The task
Nothing outside the range is wanted. Repeat exactly the lines below from the one with "Target: rooftop of building" through the one with "point(286, 7)".

Data for this exercise
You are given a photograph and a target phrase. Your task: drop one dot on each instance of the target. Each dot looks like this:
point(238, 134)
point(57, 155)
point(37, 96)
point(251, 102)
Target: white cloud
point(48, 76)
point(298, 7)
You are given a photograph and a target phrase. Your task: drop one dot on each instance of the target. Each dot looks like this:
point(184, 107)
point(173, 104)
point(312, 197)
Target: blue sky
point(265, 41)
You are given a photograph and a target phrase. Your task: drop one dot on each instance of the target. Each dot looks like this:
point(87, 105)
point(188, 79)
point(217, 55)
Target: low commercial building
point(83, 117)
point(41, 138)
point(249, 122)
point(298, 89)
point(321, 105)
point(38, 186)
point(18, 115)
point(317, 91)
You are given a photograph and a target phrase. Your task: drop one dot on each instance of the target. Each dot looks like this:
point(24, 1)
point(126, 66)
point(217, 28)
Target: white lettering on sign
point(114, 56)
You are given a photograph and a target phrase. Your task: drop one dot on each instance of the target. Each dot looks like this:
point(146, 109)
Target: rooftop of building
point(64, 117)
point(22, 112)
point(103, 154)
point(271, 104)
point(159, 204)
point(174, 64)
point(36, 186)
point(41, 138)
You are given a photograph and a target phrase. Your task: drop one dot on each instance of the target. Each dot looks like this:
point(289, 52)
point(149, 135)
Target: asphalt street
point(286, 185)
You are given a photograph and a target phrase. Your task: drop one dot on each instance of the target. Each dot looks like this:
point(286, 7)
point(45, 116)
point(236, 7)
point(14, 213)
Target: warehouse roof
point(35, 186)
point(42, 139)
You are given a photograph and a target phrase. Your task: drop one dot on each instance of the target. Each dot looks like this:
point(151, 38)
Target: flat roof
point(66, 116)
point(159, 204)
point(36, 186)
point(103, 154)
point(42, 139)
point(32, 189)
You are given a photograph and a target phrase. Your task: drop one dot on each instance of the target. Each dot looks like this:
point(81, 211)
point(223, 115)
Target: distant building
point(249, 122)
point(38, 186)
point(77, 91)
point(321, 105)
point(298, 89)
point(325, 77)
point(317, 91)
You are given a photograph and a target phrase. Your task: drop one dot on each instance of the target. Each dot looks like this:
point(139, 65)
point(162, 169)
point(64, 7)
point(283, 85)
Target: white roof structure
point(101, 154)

Task response
Target: rooftop of building
point(64, 117)
point(22, 112)
point(103, 154)
point(271, 104)
point(159, 204)
point(174, 64)
point(36, 186)
point(41, 138)
You are given a photograph and a target phrase. Your task: drop one dot on each instance of the target. Each dot looks like this:
point(289, 52)
point(149, 135)
Target: asphalt street
point(286, 185)
You are given a photograph and a target phrase. Your task: drop one dot on each instance of the target. Each dot looks like this:
point(286, 7)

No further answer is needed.